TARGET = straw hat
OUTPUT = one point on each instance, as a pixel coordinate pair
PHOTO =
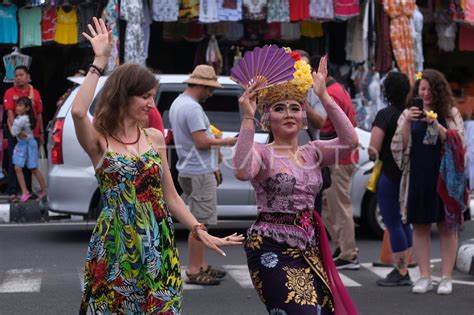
(204, 75)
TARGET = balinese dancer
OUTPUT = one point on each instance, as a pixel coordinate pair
(287, 249)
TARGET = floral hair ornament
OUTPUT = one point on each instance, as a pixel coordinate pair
(295, 89)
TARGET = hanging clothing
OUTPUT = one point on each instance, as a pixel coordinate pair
(274, 32)
(230, 10)
(278, 11)
(29, 19)
(400, 12)
(174, 31)
(85, 12)
(311, 29)
(195, 32)
(383, 48)
(446, 30)
(165, 10)
(466, 38)
(255, 9)
(8, 24)
(236, 32)
(66, 27)
(214, 56)
(417, 30)
(337, 40)
(110, 14)
(469, 11)
(12, 61)
(299, 10)
(132, 12)
(321, 10)
(208, 12)
(345, 9)
(355, 40)
(188, 10)
(146, 27)
(218, 29)
(368, 35)
(48, 24)
(132, 263)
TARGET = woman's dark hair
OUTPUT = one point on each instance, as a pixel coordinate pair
(442, 99)
(125, 81)
(25, 101)
(396, 88)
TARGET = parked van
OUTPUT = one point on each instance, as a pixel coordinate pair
(73, 187)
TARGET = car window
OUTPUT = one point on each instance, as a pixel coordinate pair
(222, 108)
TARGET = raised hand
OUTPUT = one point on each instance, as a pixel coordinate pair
(100, 39)
(319, 78)
(215, 243)
(248, 100)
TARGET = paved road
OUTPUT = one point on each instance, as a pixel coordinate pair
(41, 273)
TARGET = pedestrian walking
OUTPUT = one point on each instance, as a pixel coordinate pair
(422, 135)
(196, 147)
(337, 210)
(287, 249)
(395, 90)
(21, 88)
(132, 264)
(25, 153)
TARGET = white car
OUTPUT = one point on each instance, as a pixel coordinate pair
(73, 187)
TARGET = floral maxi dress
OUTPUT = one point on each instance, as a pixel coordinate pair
(132, 264)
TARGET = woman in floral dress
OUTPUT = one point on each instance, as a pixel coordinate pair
(287, 248)
(132, 264)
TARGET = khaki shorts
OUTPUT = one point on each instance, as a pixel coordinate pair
(201, 196)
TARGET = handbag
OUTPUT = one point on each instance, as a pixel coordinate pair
(374, 177)
(42, 167)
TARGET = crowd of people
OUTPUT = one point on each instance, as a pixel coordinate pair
(24, 130)
(302, 189)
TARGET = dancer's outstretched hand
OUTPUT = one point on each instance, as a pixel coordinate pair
(215, 243)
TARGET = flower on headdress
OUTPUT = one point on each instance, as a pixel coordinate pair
(431, 114)
(302, 76)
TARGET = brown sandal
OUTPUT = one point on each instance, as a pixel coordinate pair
(201, 278)
(215, 272)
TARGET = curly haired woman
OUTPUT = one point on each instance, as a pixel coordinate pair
(417, 146)
(132, 263)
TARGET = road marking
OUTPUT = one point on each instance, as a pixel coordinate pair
(348, 282)
(382, 272)
(21, 280)
(241, 274)
(188, 286)
(5, 213)
(29, 280)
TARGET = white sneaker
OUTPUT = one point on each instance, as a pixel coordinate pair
(422, 285)
(445, 286)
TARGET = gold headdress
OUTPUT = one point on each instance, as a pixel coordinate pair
(296, 89)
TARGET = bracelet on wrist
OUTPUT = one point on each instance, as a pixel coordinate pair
(95, 71)
(100, 71)
(194, 231)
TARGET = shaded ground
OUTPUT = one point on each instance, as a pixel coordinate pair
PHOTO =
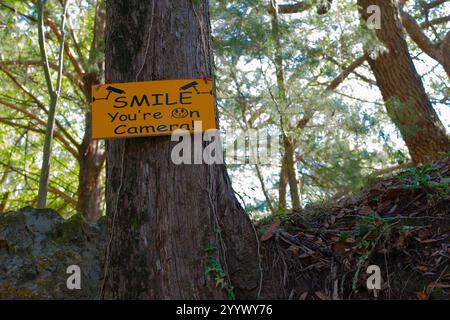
(401, 224)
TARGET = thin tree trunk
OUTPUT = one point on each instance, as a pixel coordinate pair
(54, 95)
(292, 173)
(283, 184)
(406, 101)
(163, 216)
(89, 177)
(288, 143)
(91, 153)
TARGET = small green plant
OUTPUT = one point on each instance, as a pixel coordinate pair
(415, 178)
(214, 268)
(343, 236)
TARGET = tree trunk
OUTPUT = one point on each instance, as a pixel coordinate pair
(164, 216)
(291, 172)
(406, 101)
(282, 184)
(89, 177)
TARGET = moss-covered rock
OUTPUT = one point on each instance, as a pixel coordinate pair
(37, 247)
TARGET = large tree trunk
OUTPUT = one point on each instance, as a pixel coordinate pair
(163, 216)
(403, 92)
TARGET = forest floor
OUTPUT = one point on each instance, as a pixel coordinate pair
(400, 224)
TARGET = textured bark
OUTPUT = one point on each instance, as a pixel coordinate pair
(90, 161)
(403, 92)
(91, 156)
(163, 216)
(282, 185)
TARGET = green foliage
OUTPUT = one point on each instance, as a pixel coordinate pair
(214, 268)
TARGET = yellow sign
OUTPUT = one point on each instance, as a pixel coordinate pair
(149, 108)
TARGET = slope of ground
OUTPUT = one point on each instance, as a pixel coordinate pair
(401, 225)
(37, 247)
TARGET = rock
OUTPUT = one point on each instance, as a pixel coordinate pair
(37, 247)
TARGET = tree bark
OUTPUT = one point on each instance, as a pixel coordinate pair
(164, 216)
(406, 101)
(91, 159)
(282, 184)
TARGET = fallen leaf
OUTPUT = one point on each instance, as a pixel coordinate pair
(322, 296)
(339, 248)
(366, 210)
(422, 295)
(293, 249)
(271, 231)
(423, 268)
(433, 285)
(303, 296)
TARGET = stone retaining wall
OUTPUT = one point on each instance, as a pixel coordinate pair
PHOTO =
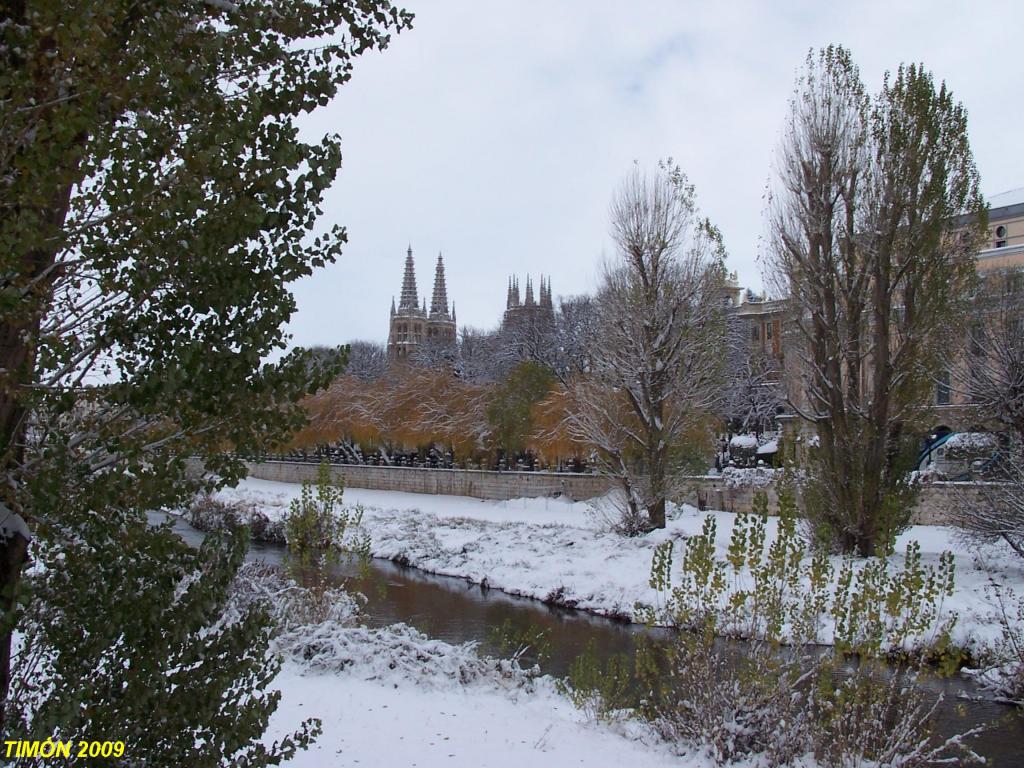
(701, 492)
(478, 483)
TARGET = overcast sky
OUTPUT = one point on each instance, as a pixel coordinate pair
(496, 132)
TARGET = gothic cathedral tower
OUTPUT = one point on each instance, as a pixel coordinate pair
(413, 325)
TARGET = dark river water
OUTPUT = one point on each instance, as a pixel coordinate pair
(457, 611)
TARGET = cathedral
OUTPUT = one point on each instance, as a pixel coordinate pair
(413, 325)
(528, 309)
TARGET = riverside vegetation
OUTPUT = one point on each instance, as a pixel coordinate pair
(780, 696)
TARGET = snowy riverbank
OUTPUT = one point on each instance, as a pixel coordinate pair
(558, 551)
(394, 697)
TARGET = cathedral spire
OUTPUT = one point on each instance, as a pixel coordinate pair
(546, 293)
(438, 303)
(410, 299)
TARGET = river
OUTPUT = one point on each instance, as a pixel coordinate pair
(457, 611)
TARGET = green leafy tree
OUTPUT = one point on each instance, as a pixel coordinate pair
(864, 240)
(156, 202)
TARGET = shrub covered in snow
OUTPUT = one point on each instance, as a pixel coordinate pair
(209, 512)
(968, 446)
(730, 700)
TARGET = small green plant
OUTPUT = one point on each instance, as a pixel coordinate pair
(601, 691)
(321, 532)
(781, 592)
(521, 643)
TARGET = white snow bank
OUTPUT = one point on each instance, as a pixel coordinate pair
(371, 722)
(519, 548)
(747, 441)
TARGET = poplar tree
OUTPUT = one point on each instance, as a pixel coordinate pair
(156, 202)
(864, 239)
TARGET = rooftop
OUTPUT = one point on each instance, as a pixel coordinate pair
(1011, 198)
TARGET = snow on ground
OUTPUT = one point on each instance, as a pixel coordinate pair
(392, 696)
(555, 549)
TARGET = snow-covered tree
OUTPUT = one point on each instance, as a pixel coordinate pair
(862, 239)
(156, 204)
(367, 360)
(656, 355)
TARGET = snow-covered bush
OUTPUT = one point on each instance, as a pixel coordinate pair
(209, 513)
(969, 446)
(1003, 668)
(601, 691)
(614, 514)
(731, 699)
(993, 511)
(743, 450)
(320, 529)
(783, 593)
(290, 605)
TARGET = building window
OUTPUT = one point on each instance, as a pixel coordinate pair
(942, 389)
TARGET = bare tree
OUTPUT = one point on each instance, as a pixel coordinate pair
(657, 354)
(478, 356)
(861, 236)
(367, 360)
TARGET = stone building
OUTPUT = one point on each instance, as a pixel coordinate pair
(412, 324)
(529, 310)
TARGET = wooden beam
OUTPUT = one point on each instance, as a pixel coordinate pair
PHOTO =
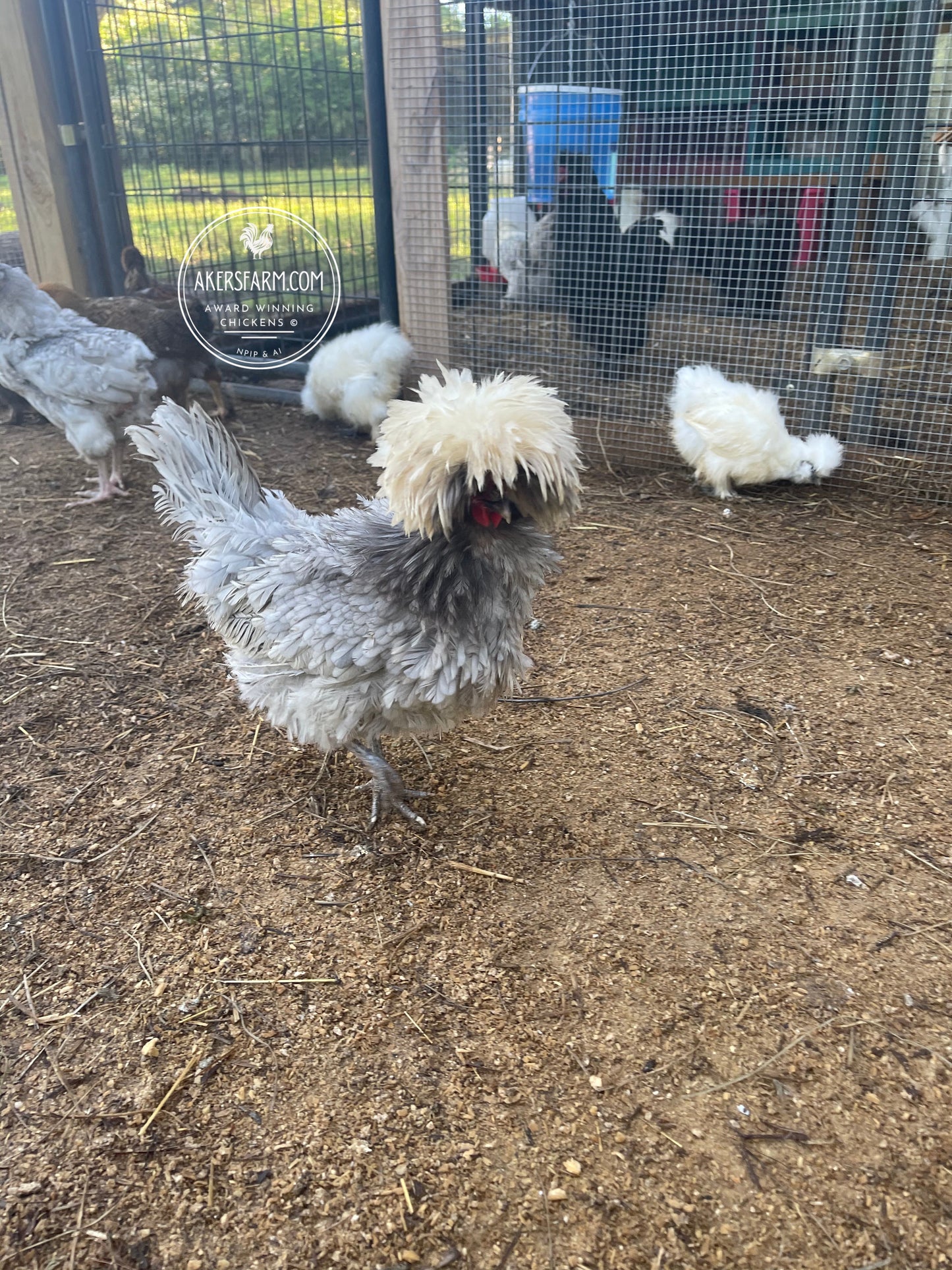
(413, 60)
(34, 150)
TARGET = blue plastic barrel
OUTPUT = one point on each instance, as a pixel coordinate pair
(574, 119)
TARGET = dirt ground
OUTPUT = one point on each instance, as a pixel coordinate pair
(663, 983)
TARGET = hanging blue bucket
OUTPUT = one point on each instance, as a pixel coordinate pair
(579, 120)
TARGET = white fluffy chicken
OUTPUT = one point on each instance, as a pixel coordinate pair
(400, 616)
(934, 215)
(89, 382)
(734, 434)
(354, 378)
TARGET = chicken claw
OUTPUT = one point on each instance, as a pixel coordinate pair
(389, 793)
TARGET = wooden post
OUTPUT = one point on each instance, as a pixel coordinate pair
(413, 60)
(34, 150)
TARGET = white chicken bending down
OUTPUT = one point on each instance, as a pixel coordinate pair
(90, 382)
(354, 378)
(403, 615)
(734, 434)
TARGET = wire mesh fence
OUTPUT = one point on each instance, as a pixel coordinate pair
(766, 187)
(226, 103)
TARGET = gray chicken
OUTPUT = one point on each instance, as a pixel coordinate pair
(404, 615)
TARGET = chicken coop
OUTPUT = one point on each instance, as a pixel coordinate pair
(800, 146)
(786, 165)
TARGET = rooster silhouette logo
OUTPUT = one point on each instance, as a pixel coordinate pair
(257, 243)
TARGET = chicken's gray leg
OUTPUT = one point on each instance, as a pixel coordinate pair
(389, 793)
(116, 473)
(109, 486)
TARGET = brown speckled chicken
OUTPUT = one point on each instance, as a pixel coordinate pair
(161, 328)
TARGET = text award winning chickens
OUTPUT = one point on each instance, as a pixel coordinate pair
(267, 281)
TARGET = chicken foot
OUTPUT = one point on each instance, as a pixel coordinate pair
(389, 793)
(108, 480)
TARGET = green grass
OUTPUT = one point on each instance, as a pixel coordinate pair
(337, 201)
(8, 217)
(169, 206)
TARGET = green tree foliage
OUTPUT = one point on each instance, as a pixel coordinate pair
(237, 83)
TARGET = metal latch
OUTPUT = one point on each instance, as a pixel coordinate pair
(833, 361)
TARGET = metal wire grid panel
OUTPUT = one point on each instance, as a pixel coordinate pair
(800, 146)
(221, 103)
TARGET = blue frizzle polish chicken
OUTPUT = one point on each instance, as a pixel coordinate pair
(404, 615)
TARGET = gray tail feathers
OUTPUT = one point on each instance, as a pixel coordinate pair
(206, 479)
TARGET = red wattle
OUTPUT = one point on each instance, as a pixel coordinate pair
(485, 516)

_ _ _

Your task → When the line with "TARGET = chicken foot" is reached in the data above, start copying there, and copy each line exactly until the line with "TARGET = green tree foliage" has been copied; copy nothing else.

Task result →
TARGET = chicken foot
OUTPUT = one point on each instance, as a pixel coordinate pair
(389, 793)
(108, 480)
TARGET = green grass
OUTPUT = one point on each instance, as a pixel coordinate pair
(337, 201)
(8, 217)
(169, 206)
TARGET = green tree foliage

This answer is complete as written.